::: GIVEN ENTRIES :::
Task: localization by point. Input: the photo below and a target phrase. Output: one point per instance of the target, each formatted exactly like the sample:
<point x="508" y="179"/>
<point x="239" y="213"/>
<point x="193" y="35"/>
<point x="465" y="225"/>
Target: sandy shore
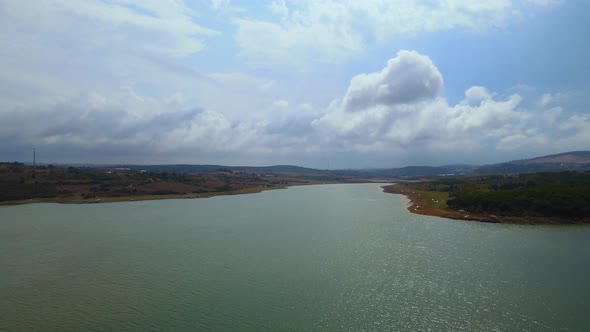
:::
■ **WHAT IS REQUIRED**
Can you express every line of the items above as a JSON list of strings, one string per line, skipping blank lines and leaving the pictures out?

■ **TASK RESULT**
[
  "Task: localization by point. Input: the photo below and a target phrase. Output: one point per instance of the target, each formatted exactly like the sample:",
  "<point x=\"508\" y=\"179\"/>",
  "<point x=\"239\" y=\"213\"/>",
  "<point x=\"193\" y=\"35\"/>",
  "<point x=\"465\" y=\"225\"/>",
  "Target: sandy shore"
]